Challenge:
Everything in the listing should be restated word for word.

-- start of Task inputs --

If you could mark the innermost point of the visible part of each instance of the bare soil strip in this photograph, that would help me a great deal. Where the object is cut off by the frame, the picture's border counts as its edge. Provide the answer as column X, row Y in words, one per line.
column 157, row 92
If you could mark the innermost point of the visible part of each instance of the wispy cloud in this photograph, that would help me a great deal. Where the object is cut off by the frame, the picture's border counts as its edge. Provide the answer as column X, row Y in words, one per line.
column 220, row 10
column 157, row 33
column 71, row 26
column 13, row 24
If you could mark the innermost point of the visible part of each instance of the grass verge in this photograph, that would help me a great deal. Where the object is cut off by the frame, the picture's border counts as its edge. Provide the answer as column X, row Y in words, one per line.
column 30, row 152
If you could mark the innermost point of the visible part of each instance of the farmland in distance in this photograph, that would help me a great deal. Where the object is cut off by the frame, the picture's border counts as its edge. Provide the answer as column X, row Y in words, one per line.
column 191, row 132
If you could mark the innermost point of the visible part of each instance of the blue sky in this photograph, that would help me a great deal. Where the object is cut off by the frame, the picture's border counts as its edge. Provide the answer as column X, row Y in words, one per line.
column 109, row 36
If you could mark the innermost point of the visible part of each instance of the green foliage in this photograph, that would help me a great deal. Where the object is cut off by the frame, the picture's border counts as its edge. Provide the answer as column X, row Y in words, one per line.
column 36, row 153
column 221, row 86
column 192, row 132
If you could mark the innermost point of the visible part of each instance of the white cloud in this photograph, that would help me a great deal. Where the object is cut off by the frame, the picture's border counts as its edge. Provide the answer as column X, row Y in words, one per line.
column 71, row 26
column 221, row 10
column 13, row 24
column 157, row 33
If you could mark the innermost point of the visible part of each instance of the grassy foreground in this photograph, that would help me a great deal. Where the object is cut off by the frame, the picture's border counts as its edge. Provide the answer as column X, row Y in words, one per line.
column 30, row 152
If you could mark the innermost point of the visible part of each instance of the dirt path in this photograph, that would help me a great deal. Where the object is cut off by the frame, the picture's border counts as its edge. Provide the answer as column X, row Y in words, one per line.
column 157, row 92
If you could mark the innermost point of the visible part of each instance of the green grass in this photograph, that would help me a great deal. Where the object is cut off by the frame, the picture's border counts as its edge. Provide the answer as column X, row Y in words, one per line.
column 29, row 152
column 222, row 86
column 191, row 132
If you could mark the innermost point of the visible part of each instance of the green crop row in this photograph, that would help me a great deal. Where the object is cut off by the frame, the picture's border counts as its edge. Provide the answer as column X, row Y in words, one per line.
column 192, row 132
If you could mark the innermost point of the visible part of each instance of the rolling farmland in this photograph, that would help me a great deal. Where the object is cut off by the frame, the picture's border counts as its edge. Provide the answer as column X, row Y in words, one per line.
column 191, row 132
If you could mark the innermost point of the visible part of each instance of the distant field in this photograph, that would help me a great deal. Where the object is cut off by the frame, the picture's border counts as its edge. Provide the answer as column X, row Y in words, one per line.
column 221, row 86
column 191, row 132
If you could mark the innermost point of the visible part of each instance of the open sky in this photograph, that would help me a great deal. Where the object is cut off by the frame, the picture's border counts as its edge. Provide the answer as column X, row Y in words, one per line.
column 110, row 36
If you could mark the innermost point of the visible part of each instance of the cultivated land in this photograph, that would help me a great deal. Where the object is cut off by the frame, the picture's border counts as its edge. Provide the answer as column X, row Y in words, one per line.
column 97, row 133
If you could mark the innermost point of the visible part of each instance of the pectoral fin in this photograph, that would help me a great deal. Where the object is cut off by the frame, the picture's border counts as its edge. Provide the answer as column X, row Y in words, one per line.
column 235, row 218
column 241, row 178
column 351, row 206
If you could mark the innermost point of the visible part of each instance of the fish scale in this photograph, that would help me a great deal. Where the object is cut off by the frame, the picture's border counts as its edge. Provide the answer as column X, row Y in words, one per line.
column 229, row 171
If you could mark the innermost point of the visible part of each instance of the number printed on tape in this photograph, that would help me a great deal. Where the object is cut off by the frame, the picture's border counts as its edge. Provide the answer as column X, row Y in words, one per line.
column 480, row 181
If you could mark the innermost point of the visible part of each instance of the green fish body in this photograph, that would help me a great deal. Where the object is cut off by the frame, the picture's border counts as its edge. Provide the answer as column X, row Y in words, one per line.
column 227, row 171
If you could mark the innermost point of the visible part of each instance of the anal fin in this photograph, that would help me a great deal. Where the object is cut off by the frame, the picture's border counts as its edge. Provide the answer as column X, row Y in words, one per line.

-- end of Task inputs --

Exercise answer:
If you could mark the innermost point of the visible part of each instance of the bare soil strip in this photograph, that would help me a great deal. Where the object is cut off by the frame, the picture's border counts as its edge. Provide the answer as column X, row Y in words, one per line.
column 157, row 92
If you could mark the innermost point of the visible part of each instance of the wispy cloud in this photograph, that would help me a great deal. Where the object is cut off by the frame, the picture's border counts as its edge. Provide the answer as column X, row Y in words, one per line.
column 220, row 10
column 157, row 33
column 71, row 26
column 13, row 24
If you could mark the innermost point of the visible part of each instance of the grass verge in this photograph, that would help me a great deal. Where the object is cut off by the frame, the picture's border counts as its edge. Provide the answer as column X, row Y in words, one per line.
column 30, row 152
If you could mark the innermost point of the visible part of each instance of the farmland in distance in this photograph, that would help me a great deal. Where the object is cut off by the frame, the picture's border counts as its edge. Provide the answer as column X, row Y in words, one per line.
column 191, row 132
If you could mark the innermost point of the visible part of each instance of the blue sky in this photograph, that would help me a great deal. Where the object is cut off by the frame, the picture's border counts as its edge. Provide the answer as column X, row Y in words, one per line.
column 109, row 36
If you could mark the innermost point of the visible part of each instance of the green foliage in this photograph, that would help me a great deal. Where the object is cut off by the frame, the picture's border counts as its edge. Provide the answer as column X, row Y in words, one per line.
column 36, row 153
column 221, row 86
column 192, row 132
If you could mark the innermost point of the visible part of each instance of the white cloud in this photograph, that would help me a great deal. Where the object is cut off by the frame, the picture's border counts as its edge. Provide the answer as column X, row Y in words, one per line.
column 71, row 26
column 221, row 10
column 13, row 24
column 157, row 33
If you could mark the innermost point of the visible part of each instance of the grassy foreground in this photograph, that would help me a great deal. Where the object is cut off by the frame, the picture's border counts as its edge. Provide the answer as column X, row Y in words, one per line.
column 30, row 152
If you could mark the innermost point of the visible part of each instance of the dirt path in this photograph, that would help me a great deal. Where the object is cut off by the frame, the picture's border counts as its edge. Provide the answer as column X, row Y in words, one per line.
column 157, row 92
If you could mark the innermost point of the visible part of each instance of the green grass in this photograph, that would help me a great deal. Where the object is cut off by the frame, the picture's border counts as its edge. Provide the answer as column X, row Y in words, one per line.
column 29, row 152
column 222, row 86
column 191, row 132
If you could mark the innermost point of the visible part of each instance of the green crop row in this photograph, that would help me a great deal. Where the object is cut off by the frame, the picture's border counts as its edge. Provide the answer as column X, row Y in words, one per line.
column 192, row 132
If you could mark the innermost point of the visible part of each instance of the rolling farmland in this photograph, that would help me a great deal. Where the object is cut off by the frame, the picture's border counts as its edge. Provide the answer as column X, row Y in words, one per line.
column 191, row 132
If you could mark the innermost point of the visible part of each instance of the distant field in this photograph, that would help me a great deal. Where the object is cut off by the frame, the picture's border counts as its edge. Provide the answer as column X, row Y in words, one per line.
column 221, row 86
column 191, row 132
If you could mark the innermost point of the visible part of each instance of the open sky in this photograph, that would help me a great deal. Where the object is cut off by the frame, the picture's border counts as its edge. Provide the answer as column X, row Y in words, one per line.
column 110, row 36
If you could mark the innermost point of the visible part of each instance of the cultivated land in this photograph, that would help me a great deal. Where the object is cut off by the frame, the picture's border counts as its edge. Provide the answer as column X, row Y in words, one per line.
column 97, row 133
If you could mark the innermost point of the visible part of each instance of the pectoral fin in this photograph, that would help me a great deal. Where the object is cut off by the frame, the picture's border counts as its edge. Provide the answer as column X, row Y in words, one per line.
column 235, row 218
column 241, row 178
column 351, row 206
If you could mark the innermost point of the visible part of each instance of the fish scale in this photograph, that would help me a great deal. Where the object is cut off by the frame, the picture's border counts as its edge. Provide the answer as column X, row Y in words, one per line.
column 229, row 171
If you could mark the innermost point of the visible part of each instance of the number printed on tape in this photograph, that would help me a great deal. Where the object is cut off by the frame, the picture's border counts as its edge. Provide the answer as column X, row Y in words, one per line.
column 480, row 181
If you could mark the innermost point of the visible part of each instance of the green fish body in this photograph, that would help me a great deal. Where the object is cut off by the frame, the picture's border counts as its edge. Provide the answer as column X, row Y in words, one per line.
column 227, row 171
If you could mark the innermost point of the visible part of each instance of the anal fin in this photograph, that would help me a great deal. Where the object is cut off by the frame, the picture's border counts as its edge. Provide the answer as column X, row Y in words, one per line.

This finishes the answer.